**** Extract provided
I've red the code of sklearn, they do not support partial estimation/avoid re-estimating the same thing in the GridSearch based classes. If you want to change your hyper-plane, you have to call fit again. Also the estimators need to implement the scoring interface, in order to select the best model to delegate the public predict/transform methods to. So this is really different from ITS, because it does GridSearch does not maintain the list of all Estimators, but only the "best" one.

So we can think of having a general solution for this (eg. get the parameters for the already estimated estimators, do a set difference to what has been calculated and only perform the missing ones).
********
# Exercise a
Name every method that the comment on sklearn's GridSearch mentions by name.
The comment on sklearn's GridSearch and the listing are separate, unrelated material.
**** Dataset excerpts
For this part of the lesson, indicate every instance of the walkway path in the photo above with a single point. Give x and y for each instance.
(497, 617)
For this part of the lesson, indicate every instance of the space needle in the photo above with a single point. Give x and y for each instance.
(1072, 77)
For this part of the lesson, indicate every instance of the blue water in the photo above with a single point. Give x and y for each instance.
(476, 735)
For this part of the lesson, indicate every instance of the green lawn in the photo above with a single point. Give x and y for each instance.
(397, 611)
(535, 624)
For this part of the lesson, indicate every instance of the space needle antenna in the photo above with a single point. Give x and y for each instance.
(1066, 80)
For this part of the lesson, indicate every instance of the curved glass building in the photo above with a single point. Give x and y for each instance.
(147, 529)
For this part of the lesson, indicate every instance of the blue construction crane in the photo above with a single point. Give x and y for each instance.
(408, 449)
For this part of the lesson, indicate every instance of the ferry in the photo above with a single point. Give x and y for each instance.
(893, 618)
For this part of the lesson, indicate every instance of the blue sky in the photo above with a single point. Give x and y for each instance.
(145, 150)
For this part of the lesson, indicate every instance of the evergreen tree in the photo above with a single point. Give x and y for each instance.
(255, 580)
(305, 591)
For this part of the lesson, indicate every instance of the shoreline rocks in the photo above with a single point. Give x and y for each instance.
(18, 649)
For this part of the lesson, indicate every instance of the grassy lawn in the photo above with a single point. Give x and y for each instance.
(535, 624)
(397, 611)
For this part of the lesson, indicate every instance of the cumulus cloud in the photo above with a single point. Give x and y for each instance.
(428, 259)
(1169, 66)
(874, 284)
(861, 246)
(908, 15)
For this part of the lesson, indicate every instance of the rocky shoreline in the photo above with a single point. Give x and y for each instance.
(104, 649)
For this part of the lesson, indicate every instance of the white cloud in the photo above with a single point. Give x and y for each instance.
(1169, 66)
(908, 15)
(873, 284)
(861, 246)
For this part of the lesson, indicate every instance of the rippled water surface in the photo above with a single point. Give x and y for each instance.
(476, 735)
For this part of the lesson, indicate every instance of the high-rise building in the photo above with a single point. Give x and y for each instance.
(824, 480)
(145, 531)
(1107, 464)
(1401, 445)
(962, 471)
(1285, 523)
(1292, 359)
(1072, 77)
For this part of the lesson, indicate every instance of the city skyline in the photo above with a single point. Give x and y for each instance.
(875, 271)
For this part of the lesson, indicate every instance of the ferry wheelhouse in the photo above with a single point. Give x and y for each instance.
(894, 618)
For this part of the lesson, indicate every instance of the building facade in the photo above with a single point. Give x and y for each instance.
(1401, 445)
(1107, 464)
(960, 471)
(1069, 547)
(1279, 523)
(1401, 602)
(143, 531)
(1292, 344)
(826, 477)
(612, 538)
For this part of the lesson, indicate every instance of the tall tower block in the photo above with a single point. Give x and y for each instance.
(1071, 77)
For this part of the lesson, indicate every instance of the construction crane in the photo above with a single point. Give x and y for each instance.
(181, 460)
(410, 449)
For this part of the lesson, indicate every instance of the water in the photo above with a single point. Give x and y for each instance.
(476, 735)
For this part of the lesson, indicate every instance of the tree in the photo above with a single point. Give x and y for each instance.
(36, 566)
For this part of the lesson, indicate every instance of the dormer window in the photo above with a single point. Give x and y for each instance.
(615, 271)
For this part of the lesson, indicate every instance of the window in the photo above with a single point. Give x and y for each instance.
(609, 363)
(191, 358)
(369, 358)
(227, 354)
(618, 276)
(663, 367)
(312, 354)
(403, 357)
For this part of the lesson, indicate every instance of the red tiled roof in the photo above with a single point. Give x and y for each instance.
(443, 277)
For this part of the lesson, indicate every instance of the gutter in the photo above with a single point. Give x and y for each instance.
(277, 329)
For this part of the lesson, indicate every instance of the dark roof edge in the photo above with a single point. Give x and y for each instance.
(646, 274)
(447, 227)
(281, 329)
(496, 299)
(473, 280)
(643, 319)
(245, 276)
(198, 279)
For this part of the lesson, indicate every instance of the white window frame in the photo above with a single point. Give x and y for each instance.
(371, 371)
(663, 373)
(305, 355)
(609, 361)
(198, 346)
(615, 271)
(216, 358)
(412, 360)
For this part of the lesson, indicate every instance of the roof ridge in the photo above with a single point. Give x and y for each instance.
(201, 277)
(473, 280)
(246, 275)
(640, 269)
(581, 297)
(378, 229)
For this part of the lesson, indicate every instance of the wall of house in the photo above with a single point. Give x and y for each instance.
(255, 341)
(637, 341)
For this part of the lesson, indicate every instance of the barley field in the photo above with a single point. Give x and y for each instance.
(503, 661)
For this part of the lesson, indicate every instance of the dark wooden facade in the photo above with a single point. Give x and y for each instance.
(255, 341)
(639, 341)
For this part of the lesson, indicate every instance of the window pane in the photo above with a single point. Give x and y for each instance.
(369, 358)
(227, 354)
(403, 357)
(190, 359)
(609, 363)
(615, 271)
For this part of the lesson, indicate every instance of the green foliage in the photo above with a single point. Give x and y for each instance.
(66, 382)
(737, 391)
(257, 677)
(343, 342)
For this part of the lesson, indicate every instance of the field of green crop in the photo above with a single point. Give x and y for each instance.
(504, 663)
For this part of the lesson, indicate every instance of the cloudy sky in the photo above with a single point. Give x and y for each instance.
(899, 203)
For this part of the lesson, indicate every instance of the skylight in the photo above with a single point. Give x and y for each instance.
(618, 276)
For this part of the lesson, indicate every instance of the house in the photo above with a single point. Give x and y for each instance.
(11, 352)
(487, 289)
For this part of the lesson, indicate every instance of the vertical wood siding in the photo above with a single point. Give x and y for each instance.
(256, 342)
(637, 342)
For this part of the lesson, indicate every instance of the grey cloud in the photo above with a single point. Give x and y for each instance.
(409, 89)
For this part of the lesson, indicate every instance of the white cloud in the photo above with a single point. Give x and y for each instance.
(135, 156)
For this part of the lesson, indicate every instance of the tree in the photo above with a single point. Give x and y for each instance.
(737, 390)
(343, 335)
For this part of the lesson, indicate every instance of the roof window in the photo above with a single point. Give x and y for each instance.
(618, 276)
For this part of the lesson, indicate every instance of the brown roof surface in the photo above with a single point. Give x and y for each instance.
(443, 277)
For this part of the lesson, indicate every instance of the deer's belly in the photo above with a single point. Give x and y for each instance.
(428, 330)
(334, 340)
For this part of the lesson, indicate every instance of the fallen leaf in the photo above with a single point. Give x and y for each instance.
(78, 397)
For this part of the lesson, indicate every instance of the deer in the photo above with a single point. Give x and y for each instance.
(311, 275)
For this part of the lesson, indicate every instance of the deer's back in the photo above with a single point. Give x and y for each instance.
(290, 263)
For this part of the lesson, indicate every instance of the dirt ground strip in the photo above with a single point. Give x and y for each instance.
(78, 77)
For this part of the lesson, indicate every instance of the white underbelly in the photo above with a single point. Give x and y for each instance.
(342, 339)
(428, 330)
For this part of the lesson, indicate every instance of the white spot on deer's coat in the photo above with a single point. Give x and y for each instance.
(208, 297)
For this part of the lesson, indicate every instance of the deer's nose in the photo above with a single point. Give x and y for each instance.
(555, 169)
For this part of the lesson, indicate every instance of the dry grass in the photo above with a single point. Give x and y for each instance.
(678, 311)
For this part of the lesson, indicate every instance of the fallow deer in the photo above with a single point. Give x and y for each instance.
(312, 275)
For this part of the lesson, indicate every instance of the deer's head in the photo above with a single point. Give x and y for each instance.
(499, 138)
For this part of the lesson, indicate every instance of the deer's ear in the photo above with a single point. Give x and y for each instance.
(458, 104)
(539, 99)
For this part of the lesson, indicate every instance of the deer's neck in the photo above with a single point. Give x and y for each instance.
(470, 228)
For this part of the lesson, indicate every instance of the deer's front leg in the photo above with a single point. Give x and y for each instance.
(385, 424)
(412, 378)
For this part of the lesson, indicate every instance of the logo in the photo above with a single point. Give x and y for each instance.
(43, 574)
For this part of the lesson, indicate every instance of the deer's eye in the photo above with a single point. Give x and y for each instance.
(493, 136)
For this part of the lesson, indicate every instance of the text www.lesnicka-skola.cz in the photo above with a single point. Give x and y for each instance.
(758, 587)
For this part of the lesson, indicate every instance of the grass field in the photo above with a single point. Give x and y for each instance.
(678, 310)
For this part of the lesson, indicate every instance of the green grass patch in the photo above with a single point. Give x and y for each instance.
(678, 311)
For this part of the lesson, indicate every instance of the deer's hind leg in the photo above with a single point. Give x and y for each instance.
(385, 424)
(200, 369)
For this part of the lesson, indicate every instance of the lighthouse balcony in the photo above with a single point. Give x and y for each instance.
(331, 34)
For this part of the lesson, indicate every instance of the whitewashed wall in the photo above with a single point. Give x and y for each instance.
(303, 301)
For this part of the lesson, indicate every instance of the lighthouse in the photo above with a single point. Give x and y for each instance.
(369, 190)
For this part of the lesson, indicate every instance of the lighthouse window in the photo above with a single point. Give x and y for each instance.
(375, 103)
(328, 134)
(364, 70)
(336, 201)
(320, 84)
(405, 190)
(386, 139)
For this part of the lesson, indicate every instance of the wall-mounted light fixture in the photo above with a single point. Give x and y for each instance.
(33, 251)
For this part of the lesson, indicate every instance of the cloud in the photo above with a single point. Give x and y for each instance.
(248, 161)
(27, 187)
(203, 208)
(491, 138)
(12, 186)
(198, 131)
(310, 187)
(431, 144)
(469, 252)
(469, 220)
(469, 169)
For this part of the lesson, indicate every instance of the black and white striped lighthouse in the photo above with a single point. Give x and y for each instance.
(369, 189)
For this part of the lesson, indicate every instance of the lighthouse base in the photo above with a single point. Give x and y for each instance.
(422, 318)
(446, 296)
********
# Exercise b
Pick out each line of the listing that contains the word "wall".

# Exercise answer a
fit, predict, transform

# Exercise answer b
For this part of the lesson, indicate every instance of the wall of house in the photo above with a single point. Give x and y for each instance.
For this part of the lesson, indicate every instance of the whitewashed wall in the photo above with a single point. Give x and y for each instance.
For this part of the lesson, indicate every instance of the wall-mounted light fixture in the photo above with a single point. Give x and y for each instance.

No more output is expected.